> [Given exercise] Return the lines of the records below unchanged, starting at the line that contains "Would you kindly point at the headlight" and ending at the line that contains "<point>309,146</point>", with both of those lines included.

## Begin Record extracts

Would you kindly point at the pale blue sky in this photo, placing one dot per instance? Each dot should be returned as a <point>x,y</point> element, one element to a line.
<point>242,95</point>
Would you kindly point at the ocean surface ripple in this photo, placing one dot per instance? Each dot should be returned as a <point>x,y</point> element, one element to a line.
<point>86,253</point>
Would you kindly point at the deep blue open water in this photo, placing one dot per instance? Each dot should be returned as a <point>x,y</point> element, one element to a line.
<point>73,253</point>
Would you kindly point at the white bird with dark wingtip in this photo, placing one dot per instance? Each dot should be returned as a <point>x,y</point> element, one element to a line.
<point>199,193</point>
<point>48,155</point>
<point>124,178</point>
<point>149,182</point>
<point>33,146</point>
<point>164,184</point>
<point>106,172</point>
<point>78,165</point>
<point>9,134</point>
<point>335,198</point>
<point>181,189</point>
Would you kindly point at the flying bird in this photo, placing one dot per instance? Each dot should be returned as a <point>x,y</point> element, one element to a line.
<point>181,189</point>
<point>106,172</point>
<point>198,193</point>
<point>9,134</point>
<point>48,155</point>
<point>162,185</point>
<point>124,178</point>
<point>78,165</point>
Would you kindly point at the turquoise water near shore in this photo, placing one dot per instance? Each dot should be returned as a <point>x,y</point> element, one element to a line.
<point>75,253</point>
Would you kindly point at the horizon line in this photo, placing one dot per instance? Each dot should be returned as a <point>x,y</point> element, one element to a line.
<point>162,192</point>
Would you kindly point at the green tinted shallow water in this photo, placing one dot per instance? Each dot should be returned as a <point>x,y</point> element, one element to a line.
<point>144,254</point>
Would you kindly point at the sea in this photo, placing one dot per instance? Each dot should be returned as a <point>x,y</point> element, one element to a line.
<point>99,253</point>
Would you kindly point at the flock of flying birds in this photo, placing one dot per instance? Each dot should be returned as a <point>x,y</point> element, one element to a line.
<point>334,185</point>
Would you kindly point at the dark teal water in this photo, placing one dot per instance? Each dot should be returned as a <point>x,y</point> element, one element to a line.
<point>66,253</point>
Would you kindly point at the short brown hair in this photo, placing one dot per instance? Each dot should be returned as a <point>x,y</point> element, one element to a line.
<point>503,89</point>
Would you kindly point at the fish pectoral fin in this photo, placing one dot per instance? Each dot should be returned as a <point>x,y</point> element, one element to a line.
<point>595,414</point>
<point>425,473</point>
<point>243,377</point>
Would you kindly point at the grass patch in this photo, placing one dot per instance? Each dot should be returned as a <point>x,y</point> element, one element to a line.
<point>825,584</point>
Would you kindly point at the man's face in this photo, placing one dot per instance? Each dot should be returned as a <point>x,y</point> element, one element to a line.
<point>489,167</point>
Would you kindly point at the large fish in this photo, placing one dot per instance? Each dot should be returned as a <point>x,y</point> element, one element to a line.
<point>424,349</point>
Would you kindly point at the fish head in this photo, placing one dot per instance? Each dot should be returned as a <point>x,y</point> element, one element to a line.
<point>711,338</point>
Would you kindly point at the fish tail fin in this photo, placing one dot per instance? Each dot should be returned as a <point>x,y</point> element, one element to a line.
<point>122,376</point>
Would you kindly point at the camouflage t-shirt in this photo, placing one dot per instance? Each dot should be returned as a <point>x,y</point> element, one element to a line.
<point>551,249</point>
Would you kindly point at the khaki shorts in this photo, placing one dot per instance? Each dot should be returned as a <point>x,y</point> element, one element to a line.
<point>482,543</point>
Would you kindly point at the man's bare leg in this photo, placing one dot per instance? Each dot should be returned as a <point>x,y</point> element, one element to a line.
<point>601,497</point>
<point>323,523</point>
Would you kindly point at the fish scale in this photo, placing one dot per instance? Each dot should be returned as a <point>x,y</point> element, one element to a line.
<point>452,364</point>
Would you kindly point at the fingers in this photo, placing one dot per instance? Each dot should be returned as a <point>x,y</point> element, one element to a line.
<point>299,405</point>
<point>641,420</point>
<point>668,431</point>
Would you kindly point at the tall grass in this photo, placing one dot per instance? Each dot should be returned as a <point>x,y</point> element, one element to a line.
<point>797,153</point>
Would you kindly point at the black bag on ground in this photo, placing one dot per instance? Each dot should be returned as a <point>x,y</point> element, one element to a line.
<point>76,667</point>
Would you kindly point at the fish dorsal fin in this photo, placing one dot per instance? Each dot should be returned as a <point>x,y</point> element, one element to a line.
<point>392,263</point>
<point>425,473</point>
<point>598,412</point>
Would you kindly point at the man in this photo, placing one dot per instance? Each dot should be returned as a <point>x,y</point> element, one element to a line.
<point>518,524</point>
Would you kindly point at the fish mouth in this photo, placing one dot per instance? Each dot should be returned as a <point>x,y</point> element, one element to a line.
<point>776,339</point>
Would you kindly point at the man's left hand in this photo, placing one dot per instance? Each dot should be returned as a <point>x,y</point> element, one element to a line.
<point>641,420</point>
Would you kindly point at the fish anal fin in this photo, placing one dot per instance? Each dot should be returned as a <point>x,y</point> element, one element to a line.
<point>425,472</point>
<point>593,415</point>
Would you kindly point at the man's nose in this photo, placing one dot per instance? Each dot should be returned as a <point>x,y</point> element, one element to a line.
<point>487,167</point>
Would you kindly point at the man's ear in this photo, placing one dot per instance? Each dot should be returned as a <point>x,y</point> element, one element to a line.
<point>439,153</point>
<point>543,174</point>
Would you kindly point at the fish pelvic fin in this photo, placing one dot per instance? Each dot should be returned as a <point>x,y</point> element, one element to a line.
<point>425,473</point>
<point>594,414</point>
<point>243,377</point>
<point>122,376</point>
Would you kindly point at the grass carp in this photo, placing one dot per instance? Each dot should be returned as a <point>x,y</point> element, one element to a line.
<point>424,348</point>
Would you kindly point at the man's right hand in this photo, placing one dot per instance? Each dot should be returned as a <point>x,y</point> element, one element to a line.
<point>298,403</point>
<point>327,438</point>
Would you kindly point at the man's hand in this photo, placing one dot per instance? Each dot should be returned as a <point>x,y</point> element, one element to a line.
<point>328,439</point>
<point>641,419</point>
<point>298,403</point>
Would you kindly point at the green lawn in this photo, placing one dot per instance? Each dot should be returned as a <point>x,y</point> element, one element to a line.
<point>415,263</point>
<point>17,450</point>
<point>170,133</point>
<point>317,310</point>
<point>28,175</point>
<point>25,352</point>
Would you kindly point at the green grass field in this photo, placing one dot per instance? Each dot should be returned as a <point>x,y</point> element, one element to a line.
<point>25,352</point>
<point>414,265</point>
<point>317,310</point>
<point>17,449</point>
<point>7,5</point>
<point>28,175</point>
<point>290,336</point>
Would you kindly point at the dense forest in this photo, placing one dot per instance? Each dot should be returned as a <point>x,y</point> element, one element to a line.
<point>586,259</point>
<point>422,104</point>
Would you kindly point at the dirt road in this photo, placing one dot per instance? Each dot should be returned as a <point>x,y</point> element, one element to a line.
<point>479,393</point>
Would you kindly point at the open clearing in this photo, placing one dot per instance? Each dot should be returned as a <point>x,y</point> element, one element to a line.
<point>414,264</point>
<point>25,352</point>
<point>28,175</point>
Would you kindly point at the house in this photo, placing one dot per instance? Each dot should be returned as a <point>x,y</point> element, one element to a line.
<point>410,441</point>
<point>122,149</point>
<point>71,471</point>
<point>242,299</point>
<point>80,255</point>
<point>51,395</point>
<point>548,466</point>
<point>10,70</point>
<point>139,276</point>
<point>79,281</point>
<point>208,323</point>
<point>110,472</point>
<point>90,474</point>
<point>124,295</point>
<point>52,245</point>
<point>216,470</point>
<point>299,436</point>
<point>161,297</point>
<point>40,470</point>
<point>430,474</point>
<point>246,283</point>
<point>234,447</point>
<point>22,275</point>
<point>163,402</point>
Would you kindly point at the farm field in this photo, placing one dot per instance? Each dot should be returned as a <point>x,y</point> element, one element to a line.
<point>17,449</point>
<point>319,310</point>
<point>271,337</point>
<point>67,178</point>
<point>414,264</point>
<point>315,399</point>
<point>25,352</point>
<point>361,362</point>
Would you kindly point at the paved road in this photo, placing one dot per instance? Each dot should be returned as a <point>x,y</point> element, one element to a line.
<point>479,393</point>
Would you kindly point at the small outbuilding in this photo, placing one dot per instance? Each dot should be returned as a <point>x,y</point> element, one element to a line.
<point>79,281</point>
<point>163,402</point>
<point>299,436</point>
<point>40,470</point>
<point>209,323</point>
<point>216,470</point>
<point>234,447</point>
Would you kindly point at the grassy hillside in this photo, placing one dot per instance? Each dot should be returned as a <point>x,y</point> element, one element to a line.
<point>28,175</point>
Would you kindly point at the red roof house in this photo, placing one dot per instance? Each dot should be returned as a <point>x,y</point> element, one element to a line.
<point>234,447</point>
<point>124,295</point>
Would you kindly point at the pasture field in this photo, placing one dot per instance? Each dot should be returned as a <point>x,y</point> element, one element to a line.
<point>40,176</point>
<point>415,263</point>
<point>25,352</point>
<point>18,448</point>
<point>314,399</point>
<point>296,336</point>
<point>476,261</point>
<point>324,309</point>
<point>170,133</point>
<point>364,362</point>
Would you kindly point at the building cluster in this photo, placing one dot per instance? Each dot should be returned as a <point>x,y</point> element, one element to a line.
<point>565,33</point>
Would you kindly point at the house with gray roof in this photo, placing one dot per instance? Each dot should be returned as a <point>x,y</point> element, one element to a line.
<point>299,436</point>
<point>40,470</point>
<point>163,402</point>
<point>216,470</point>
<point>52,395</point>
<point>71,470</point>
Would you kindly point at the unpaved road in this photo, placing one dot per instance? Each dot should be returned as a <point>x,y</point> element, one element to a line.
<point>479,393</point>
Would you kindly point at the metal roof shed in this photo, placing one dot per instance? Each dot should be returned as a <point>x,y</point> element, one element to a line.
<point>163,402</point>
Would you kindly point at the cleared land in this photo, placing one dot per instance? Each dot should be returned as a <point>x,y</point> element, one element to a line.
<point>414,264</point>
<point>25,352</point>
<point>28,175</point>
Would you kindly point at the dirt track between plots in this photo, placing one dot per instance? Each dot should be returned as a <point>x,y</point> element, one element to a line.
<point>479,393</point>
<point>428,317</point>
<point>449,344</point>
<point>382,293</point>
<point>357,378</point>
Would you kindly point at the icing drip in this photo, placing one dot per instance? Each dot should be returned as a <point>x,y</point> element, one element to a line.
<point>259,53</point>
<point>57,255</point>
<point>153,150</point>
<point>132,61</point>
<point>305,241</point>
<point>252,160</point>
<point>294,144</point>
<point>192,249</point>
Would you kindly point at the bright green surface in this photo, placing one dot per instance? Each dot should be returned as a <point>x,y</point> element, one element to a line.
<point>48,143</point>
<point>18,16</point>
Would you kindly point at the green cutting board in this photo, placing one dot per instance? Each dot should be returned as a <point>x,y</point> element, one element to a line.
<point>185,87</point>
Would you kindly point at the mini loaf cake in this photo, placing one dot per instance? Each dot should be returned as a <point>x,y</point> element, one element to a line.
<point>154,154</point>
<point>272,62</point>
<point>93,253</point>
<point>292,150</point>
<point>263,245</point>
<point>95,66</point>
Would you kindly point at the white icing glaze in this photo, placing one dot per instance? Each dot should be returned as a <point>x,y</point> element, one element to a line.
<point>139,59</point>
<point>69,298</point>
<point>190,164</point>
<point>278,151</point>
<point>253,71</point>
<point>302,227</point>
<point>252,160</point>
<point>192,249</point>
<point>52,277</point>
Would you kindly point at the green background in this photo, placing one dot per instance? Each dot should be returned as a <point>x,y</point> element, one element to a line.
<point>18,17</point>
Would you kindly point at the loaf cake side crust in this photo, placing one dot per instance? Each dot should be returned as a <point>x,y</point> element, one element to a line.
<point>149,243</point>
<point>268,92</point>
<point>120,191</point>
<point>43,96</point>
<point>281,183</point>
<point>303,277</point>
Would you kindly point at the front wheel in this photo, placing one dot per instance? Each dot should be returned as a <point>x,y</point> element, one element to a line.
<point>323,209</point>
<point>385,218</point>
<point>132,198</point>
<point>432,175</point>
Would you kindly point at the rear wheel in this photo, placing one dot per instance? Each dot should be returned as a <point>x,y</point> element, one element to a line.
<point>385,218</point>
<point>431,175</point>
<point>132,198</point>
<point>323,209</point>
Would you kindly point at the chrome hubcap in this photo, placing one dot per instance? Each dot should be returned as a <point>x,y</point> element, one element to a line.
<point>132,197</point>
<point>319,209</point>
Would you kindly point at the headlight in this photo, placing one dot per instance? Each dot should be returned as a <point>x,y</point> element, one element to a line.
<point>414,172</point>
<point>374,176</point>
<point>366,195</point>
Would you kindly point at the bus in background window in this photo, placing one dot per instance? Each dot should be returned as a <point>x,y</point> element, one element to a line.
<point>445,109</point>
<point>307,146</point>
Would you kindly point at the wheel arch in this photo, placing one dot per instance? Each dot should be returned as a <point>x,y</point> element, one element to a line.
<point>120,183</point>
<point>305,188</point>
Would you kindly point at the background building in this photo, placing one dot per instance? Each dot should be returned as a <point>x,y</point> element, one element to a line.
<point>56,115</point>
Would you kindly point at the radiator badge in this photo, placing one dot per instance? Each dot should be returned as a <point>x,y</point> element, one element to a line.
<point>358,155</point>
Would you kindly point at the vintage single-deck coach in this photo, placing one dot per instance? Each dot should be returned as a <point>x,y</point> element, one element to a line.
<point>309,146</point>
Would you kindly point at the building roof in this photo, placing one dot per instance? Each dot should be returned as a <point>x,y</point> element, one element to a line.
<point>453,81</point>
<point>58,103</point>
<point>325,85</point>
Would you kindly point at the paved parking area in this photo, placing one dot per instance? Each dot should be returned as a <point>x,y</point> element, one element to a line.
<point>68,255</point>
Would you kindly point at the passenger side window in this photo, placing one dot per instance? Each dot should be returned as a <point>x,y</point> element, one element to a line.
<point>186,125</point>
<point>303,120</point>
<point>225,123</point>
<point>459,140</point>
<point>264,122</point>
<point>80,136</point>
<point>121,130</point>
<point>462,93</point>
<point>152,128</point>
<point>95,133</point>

## End Record extracts

> [The response]
Would you kindly point at the headlight in this photo, placing one dot per instance? Each dot should be returned as a <point>x,y</point> element, one element to a line.
<point>414,172</point>
<point>374,176</point>
<point>366,195</point>
Would you kindly point at the bus in background window in this photo, placing one dot per instance? Each dot should be returned as a <point>x,y</point> element, one element to a line.
<point>445,109</point>
<point>307,146</point>
Would you kindly point at the wheel arch in this photo, placing one dot per instance? Each dot should be returned as a <point>x,y</point> element, one element to a line.
<point>120,183</point>
<point>305,188</point>
Would you kindly point at the background building in this photo, placing one dot per instance? Each dot should be returned as a <point>x,y</point> element, one element to a line.
<point>56,115</point>
Would you kindly point at the radiator badge in this photo, placing one dot per instance? Each dot should be returned as a <point>x,y</point> element, one element to a line.
<point>358,155</point>
Would you kindly point at the vintage single-deck coach in this photo, placing one dot per instance? Each dot should be returned as a <point>x,y</point> element, one element to a line.
<point>309,146</point>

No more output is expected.